§ **Work request**
Repeat the entries below exactly, pictures excluded.

◆ ◆ ◆

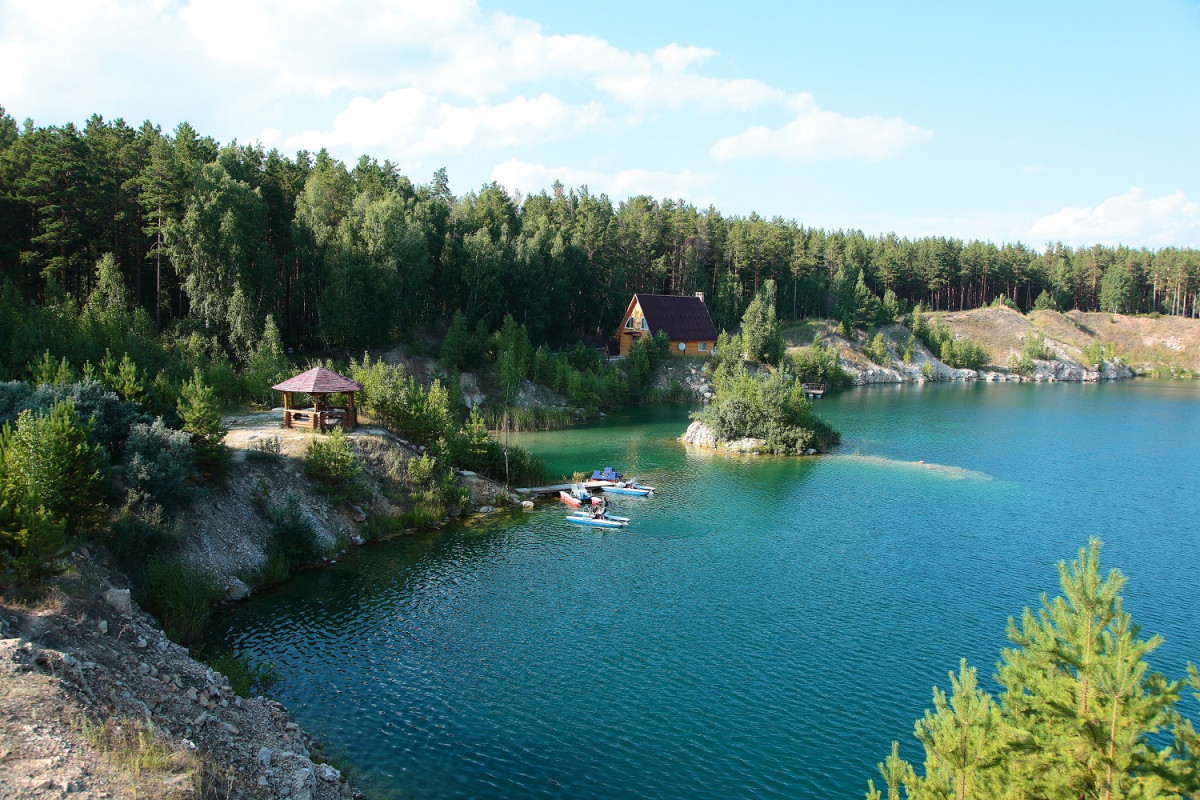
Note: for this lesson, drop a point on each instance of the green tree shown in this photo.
(51, 482)
(1080, 714)
(760, 328)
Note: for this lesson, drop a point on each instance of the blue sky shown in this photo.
(1073, 122)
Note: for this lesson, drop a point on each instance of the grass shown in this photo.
(180, 597)
(246, 677)
(156, 768)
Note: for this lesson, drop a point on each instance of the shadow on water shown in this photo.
(765, 626)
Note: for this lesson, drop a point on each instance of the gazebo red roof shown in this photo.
(319, 380)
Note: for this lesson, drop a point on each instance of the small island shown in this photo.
(759, 403)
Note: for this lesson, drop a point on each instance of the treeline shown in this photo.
(222, 241)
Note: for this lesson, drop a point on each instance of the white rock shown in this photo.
(303, 783)
(237, 590)
(119, 600)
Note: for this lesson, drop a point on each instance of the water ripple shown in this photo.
(762, 627)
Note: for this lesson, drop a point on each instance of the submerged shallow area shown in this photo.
(765, 626)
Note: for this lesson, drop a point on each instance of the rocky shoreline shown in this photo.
(84, 666)
(99, 703)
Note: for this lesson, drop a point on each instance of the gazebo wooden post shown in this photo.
(321, 383)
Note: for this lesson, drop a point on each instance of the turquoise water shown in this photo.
(765, 627)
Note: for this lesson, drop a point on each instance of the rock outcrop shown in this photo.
(85, 683)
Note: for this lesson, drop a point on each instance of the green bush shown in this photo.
(427, 510)
(330, 459)
(138, 535)
(877, 350)
(109, 417)
(51, 483)
(159, 462)
(1045, 301)
(768, 407)
(246, 675)
(268, 449)
(820, 365)
(180, 597)
(293, 535)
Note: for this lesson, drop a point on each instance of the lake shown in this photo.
(765, 626)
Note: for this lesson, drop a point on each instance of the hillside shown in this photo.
(97, 702)
(1162, 347)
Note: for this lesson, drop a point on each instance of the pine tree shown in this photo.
(1078, 715)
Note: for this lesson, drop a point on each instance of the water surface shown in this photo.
(765, 626)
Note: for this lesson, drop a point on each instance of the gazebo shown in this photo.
(319, 383)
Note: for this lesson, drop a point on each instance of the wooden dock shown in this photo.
(562, 487)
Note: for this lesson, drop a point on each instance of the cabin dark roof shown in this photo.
(318, 380)
(684, 319)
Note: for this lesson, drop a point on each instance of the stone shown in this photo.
(119, 601)
(303, 783)
(237, 590)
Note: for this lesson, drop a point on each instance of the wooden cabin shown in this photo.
(685, 322)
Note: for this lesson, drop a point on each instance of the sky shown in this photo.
(1003, 121)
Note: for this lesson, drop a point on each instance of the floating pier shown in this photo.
(562, 487)
(813, 390)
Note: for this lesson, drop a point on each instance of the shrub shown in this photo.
(820, 365)
(1045, 301)
(268, 449)
(420, 471)
(1035, 347)
(877, 350)
(769, 407)
(159, 462)
(109, 417)
(330, 459)
(47, 462)
(138, 535)
(261, 493)
(427, 510)
(293, 535)
(199, 411)
(246, 675)
(181, 599)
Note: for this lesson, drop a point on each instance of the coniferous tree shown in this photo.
(1079, 714)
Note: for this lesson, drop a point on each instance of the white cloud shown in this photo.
(817, 133)
(411, 122)
(528, 178)
(1131, 218)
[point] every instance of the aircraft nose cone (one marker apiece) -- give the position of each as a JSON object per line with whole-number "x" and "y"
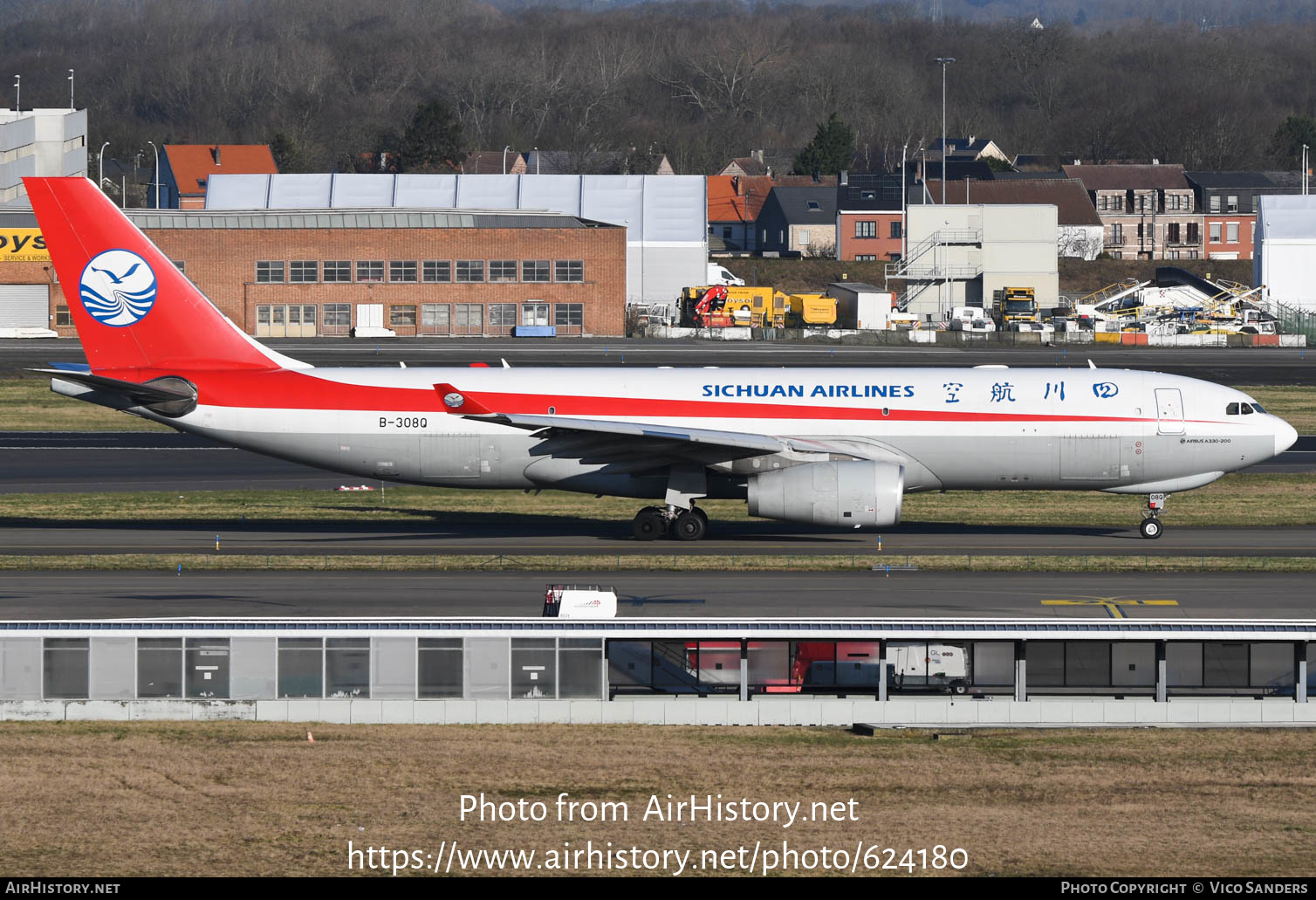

◆ ◆ ◆

§ **Written answer**
Note: for this lesson, drop a point on each instance of the green tree shown in this photo.
(51, 482)
(1080, 714)
(760, 328)
Note: for this lesson, drop a point on each instance of the blue sky shown in this photo.
(1073, 122)
Note: for this lesson, drop a point on each instance of the grass shown in this photo.
(180, 597)
(246, 677)
(156, 768)
Note: for this lesson, drop a point on each instance of the shadow on water shown in this photo.
(765, 626)
Note: for this lesson, drop a point on each instance of the gazebo red roof shown in this photo.
(319, 380)
Note: for this lesson, drop a point on each instance of the small island shown in this photo.
(759, 403)
Note: for this lesson, drop a point on each instance of the treeline shown in this photo.
(222, 241)
Note: for this lesson, drop a point on each instance of the white rock shown in this photo.
(303, 783)
(237, 590)
(119, 600)
Note: for this lesson, drop a point on each instance of the water ripple shown in this photo.
(762, 627)
Note: for this lesson, drop a point on each instance of the submerged shallow area shown in this photo.
(765, 626)
Note: for this lesson, drop a point on each instance of the rocky shoreline shown in this photo.
(84, 666)
(99, 703)
Note: for this lesson, drop a point on each instance of the gazebo wooden post shown in this photo.
(321, 383)
Note: for this lesson, drop a point on each instance of the turquoise water shown in this photo.
(765, 627)
Note: for this lesson, drop a point on each instance of the rock outcrop shown in this photo.
(85, 683)
Note: for this lesson, drop a point on each instance of the green bush shown in this photo.
(427, 510)
(330, 459)
(138, 535)
(877, 350)
(109, 417)
(51, 483)
(159, 462)
(1045, 301)
(768, 407)
(246, 675)
(268, 449)
(820, 365)
(180, 597)
(293, 535)
Note: for this lesson, drop a point on each instance of the lake shown in this photo.
(765, 626)
Note: for this lesson, drop a point on each instance of the hillside shown in this photo.
(97, 702)
(1162, 347)
Note: for this lesson, drop a point on each instance of the pine tree shown in this photo.
(1078, 715)
Note: for this lesson, drop a point on each instance of the water surface shown in this photo.
(765, 626)
Note: for this lesson, drop a point on each instance of the gazebo shown in this photo.
(319, 383)
Note: for this lesson, drop a point on each instance of the wooden dock shown in this photo.
(562, 487)
Note: for this lesson, drop a point on each instance of the cabin dark roof shown in this photo.
(318, 380)
(684, 319)
Note: for this lesson, drop a point on each instance of the stone shown in this photo.
(119, 601)
(303, 783)
(237, 590)
Note: for this lesson, drop a point on each instance of the wooden cabin shown in this photo.
(685, 322)
Note: for this lesson, drop a point on each instance of the sky shown in this photo.
(1003, 121)
Note: for this lesson, drop a point on each instance of the floating pier shown in this photo.
(562, 487)
(813, 390)
Note: for this lesson, drop a point on each instance of the shrub shown in this photo.
(820, 365)
(1045, 301)
(268, 449)
(420, 471)
(1035, 347)
(877, 350)
(769, 407)
(159, 462)
(109, 417)
(330, 459)
(47, 462)
(138, 535)
(261, 493)
(427, 510)
(293, 535)
(199, 411)
(246, 675)
(181, 599)
Note: for this lesson, drop a point on each instance of the coniferous tree shown in this photo.
(1079, 714)
Note: for this lesson, drop a point on each instance of the white cloud shown in this photo.
(817, 133)
(411, 122)
(528, 178)
(1131, 218)
[point] every instance of the aircraft nose cone (one marker apiece) -- give the position of each as a JSON object per line with whole-number "x" and "y"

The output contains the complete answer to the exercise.